• TEXT PROVIDED
● ● ● ● ● ● ●
The control voltage from signal source 1/2$\dot{D}$ is directed to the non-inverting input of the amplifier OP1A through the separating capacitor C5. The latter has two functions. First, it protects the OP1A amplifier channel against the unwanted appearance of a DC component, which may appear at the output of source 1/2$\dot{D}$ (by definition, the amplifier is not a DC component amplifier). Second, it separates the source of signal 1/2$\dot{D}$ from the side of amplifier OP1A through the application of a system of resistors R9–R11 and POT1, which compensates for the output DC component of the OP1A and OP1B amplifiers. The ceramic capacitor C6 protects OP1A against excitation, limiting the OP1 bandwidth.

The second stage (LF voltage follower) is based on bipolar transistors T1 and T2. Elements R12, POT2, and R13 form a voltage divider that polarizes the bases of transistors T1 and T2 while simultaneously determining the DC operating conditions. Resistors R14 and R15 separate the low impedance of the polarization divider from bases of transistors T1 and T2 while improving system parameters in terms of low frequencies. Elements C7 and C8 act as capacitors coupling the first amplifier stage with the second one for the AC component while simultaneously separating these stages in terms of their DC component.
● ● ● ● ● ● ●
• DATA ROWS
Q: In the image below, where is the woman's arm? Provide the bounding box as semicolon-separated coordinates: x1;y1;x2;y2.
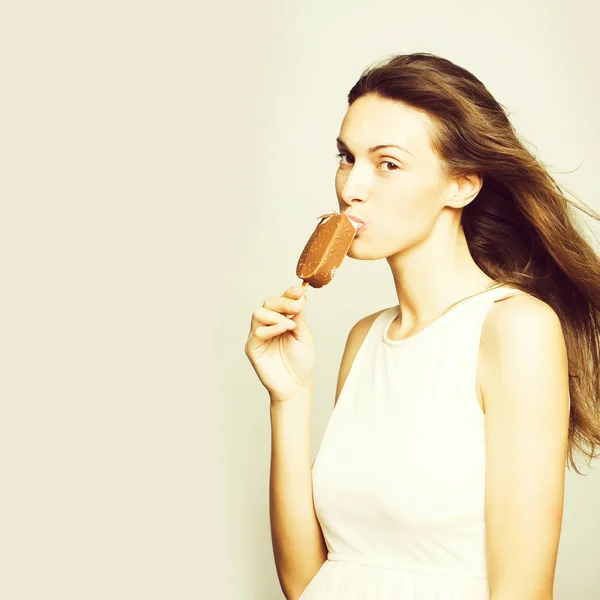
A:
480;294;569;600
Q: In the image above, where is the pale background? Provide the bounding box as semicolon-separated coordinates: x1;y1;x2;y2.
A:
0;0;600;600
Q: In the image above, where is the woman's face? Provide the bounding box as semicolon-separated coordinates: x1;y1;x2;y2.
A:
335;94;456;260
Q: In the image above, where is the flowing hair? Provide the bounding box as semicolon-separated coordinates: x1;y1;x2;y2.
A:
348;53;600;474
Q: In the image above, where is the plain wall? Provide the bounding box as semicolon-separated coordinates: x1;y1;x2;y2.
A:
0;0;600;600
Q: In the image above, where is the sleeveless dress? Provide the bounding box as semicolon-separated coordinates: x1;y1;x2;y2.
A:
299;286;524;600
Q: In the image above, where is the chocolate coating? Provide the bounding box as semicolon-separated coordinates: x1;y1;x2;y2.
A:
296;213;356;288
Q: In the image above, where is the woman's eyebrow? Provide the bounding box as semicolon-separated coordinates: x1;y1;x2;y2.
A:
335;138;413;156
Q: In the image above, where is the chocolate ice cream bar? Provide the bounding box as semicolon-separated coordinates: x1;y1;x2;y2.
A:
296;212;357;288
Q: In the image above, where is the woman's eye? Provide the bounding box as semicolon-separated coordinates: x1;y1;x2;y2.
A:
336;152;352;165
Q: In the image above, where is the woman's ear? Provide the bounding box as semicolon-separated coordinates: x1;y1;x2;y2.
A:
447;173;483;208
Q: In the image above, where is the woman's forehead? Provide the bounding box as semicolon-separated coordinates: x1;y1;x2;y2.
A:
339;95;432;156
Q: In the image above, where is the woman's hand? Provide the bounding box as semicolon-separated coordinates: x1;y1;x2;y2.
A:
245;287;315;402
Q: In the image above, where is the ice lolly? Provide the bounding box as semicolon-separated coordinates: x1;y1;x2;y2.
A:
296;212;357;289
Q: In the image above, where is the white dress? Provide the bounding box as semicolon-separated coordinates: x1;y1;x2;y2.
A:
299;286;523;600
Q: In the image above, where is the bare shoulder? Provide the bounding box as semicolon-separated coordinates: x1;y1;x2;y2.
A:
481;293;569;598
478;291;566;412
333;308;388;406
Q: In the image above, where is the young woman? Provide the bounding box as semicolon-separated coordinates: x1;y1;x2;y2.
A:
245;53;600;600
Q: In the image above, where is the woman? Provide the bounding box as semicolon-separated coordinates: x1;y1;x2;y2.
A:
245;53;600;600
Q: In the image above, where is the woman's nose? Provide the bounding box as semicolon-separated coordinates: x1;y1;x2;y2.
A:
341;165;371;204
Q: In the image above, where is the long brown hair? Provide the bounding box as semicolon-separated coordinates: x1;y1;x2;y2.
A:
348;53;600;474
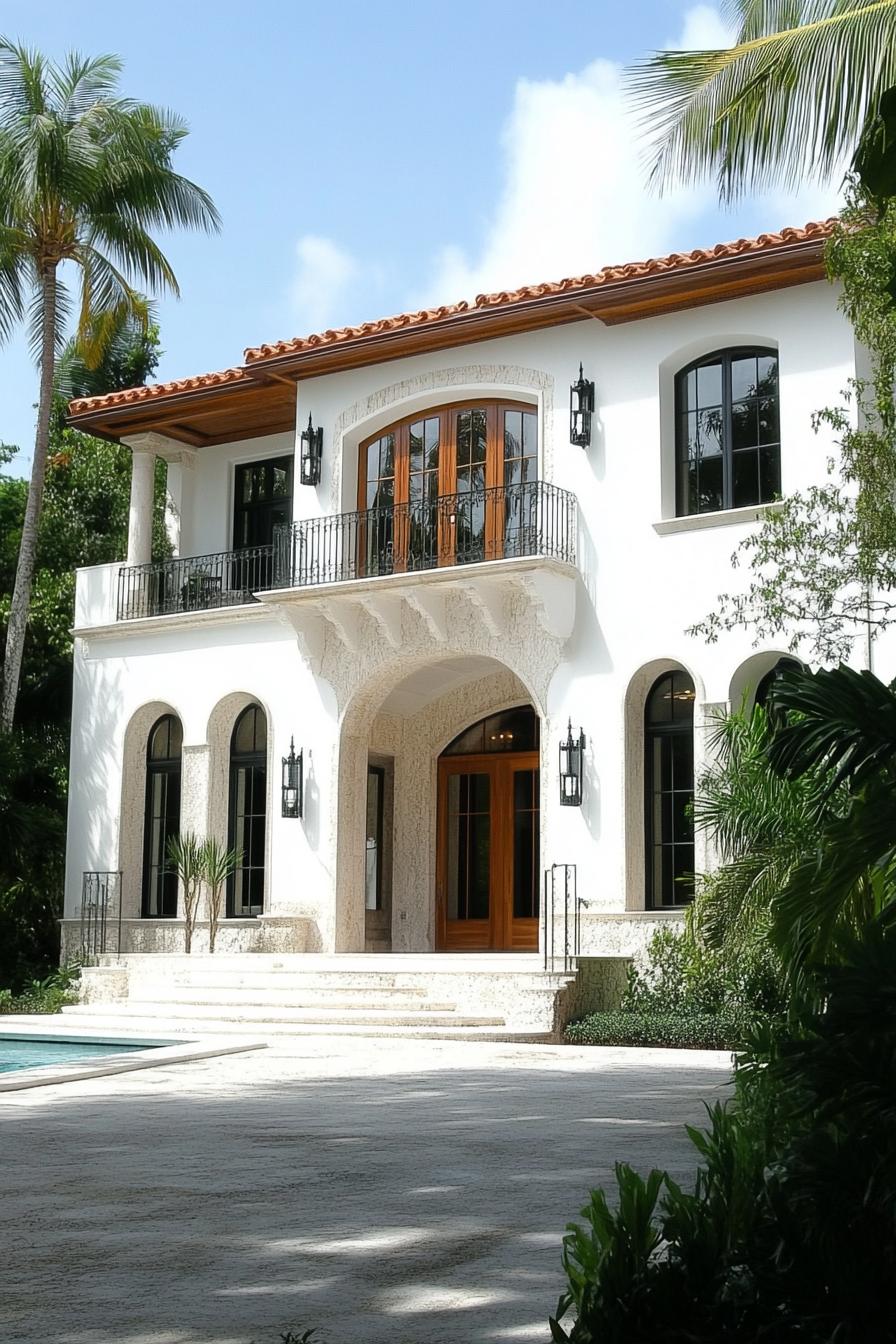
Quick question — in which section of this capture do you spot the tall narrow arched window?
● ● ● ● ● ● ●
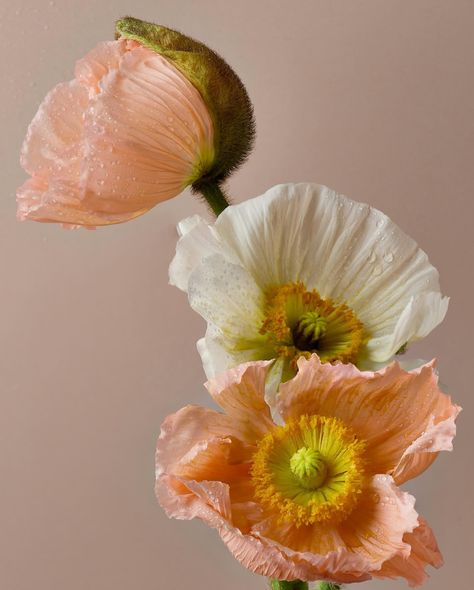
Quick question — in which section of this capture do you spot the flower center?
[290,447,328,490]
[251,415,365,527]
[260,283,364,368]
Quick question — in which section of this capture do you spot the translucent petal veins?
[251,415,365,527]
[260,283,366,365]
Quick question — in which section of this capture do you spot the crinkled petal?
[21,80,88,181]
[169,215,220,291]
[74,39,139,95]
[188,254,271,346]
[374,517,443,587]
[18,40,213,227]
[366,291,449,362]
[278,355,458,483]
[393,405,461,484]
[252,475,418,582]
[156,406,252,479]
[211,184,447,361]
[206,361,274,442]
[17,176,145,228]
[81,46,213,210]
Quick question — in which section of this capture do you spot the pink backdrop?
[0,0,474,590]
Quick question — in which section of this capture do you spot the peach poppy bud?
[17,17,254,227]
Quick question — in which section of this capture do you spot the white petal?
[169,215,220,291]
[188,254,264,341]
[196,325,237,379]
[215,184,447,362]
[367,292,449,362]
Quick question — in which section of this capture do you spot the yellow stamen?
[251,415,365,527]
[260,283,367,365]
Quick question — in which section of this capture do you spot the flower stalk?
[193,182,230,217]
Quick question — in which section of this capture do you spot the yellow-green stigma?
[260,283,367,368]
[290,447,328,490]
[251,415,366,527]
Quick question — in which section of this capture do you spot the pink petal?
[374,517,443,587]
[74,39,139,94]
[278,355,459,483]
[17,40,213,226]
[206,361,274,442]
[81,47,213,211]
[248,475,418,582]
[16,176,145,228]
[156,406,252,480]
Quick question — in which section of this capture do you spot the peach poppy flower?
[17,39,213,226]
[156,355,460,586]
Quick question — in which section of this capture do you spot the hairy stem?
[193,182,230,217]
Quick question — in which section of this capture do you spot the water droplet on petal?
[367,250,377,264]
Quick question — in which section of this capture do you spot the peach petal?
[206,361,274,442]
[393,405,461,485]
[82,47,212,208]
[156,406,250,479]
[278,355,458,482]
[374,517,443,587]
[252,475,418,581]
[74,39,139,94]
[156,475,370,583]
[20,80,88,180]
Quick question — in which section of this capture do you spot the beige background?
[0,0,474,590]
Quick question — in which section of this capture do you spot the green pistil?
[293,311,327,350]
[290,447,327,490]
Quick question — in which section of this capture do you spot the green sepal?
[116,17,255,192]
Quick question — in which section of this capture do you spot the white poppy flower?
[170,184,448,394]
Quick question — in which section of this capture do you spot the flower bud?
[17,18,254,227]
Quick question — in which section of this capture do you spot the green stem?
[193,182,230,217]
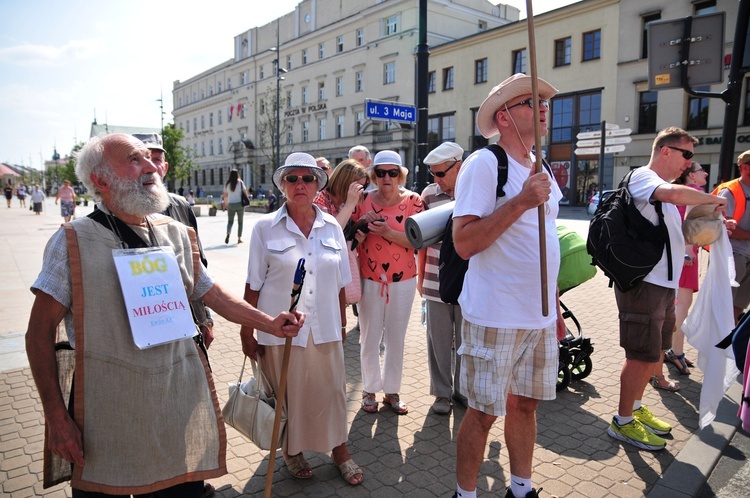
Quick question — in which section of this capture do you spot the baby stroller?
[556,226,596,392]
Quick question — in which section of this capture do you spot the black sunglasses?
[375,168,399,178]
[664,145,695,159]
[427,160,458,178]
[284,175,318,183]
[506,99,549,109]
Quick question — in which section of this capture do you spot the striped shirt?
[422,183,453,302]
● ● ● ● ● ● ●
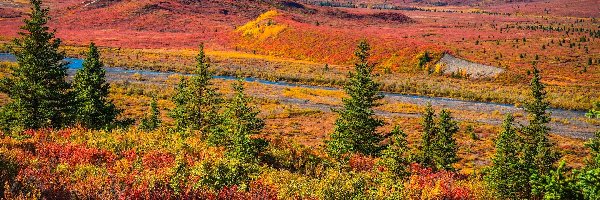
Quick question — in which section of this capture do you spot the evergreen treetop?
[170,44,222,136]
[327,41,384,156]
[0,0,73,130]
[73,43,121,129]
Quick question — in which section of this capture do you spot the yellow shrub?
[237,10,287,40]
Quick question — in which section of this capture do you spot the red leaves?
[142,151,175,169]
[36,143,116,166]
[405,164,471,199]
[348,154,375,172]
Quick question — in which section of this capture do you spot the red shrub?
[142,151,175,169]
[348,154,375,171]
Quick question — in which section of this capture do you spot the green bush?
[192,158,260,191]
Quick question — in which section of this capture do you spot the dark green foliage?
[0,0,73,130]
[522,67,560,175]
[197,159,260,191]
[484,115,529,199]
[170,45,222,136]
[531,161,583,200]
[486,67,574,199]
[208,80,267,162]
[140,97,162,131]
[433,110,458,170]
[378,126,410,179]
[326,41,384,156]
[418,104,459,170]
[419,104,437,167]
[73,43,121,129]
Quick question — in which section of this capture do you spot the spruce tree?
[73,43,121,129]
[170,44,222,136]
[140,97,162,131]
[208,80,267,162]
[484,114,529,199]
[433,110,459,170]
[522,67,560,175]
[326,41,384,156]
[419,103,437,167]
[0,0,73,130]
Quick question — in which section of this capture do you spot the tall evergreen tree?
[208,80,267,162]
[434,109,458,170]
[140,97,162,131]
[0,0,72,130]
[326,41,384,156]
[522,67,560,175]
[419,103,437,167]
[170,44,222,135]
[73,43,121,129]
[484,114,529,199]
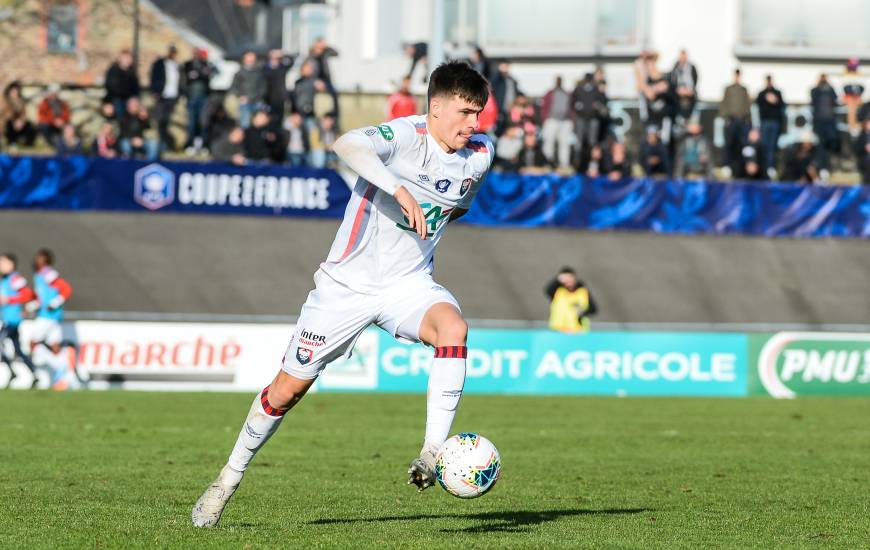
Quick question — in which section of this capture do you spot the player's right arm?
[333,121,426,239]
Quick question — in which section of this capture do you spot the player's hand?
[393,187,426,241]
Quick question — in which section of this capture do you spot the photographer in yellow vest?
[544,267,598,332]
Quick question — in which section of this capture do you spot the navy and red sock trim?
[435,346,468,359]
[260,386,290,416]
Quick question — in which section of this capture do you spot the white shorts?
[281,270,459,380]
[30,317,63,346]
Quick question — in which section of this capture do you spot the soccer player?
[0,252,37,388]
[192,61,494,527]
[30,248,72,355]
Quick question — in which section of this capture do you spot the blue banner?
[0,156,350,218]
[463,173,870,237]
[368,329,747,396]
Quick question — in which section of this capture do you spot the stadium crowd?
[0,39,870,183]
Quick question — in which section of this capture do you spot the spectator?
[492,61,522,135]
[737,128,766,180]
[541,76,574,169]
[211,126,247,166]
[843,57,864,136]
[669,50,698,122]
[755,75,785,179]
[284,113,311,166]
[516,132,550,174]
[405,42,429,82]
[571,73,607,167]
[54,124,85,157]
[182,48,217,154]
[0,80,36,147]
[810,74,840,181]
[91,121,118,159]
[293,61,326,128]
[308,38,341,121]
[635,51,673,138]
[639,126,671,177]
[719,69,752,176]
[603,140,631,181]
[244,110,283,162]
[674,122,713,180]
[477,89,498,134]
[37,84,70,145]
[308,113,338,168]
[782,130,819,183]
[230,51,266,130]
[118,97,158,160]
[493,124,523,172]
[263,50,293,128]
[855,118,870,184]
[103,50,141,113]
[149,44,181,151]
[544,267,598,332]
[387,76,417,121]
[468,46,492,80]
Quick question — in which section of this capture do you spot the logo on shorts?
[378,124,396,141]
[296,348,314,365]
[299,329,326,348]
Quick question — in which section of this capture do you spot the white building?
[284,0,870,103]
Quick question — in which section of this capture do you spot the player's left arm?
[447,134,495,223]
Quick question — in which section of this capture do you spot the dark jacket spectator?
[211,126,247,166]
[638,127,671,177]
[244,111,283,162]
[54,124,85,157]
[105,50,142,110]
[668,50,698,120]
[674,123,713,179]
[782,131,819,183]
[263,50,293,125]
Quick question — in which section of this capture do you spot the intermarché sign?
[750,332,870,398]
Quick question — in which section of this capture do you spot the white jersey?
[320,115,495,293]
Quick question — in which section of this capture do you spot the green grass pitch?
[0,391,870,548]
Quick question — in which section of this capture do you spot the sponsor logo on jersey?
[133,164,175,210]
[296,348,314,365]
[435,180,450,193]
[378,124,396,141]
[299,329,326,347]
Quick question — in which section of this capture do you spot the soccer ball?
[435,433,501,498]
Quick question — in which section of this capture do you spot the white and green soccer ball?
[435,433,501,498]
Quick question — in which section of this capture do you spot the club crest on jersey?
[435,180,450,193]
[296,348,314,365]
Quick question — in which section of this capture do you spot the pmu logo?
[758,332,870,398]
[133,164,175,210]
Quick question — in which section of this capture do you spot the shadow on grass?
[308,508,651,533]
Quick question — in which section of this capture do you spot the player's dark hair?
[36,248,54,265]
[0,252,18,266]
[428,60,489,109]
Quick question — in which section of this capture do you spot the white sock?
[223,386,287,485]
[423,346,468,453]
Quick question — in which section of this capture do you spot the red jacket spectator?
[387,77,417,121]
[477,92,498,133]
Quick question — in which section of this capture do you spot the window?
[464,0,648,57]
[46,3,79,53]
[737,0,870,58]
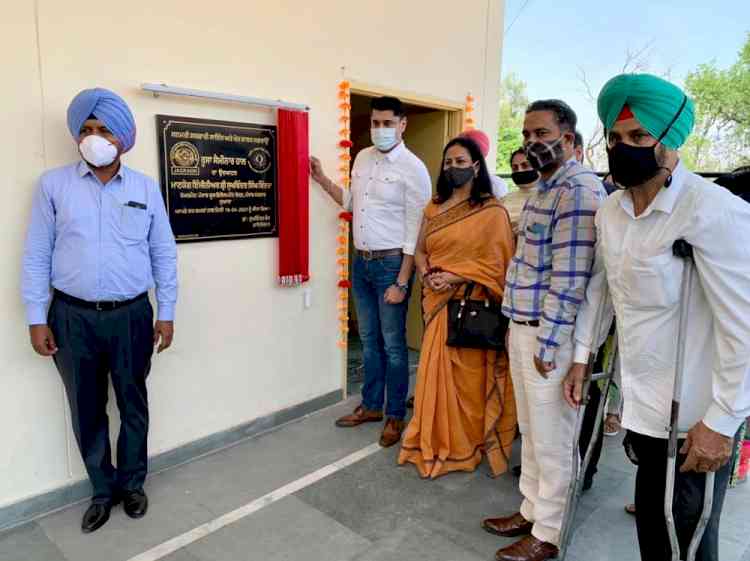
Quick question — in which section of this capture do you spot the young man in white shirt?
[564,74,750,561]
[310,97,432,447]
● ● ● ● ● ● ●
• WORK TO DO
[a] In the amplifier circuit text, which elements form the voltage divider that polarizes the bases of transistors T1 and T2?
[b] In the listing, rename "ice lolly" to "popsicle" in the lines from the one with "Q: In the image above, where is the woman's ear?" to the one with "296;212;357;289", and give those lines back with nothing else changed.
The text and the listing have nothing to do with each other.

• ANSWERS PROVIDED
[a] R12, POT2, and R13.

[b]
Q: In the image above, where is the woman's ear? Provide the bounding box as semicolon-separated coordinates: x1;y1;x2;y2.
A:
447;173;483;208
Q: In the image above, where is the woman's forehead? Provide the bounding box as semicolon-separated coordinates: x1;y1;x2;y2.
A:
339;95;432;156
Q: In the image above, where is the woman's hand? Provide the bounding box as semicolon-separated coordinates: x1;y1;x2;y2.
A:
245;287;315;402
Q: In the image above, where is the popsicle? Provide the bounding box as semicolon-separated coordinates: x1;y1;x2;y2.
A:
296;212;357;289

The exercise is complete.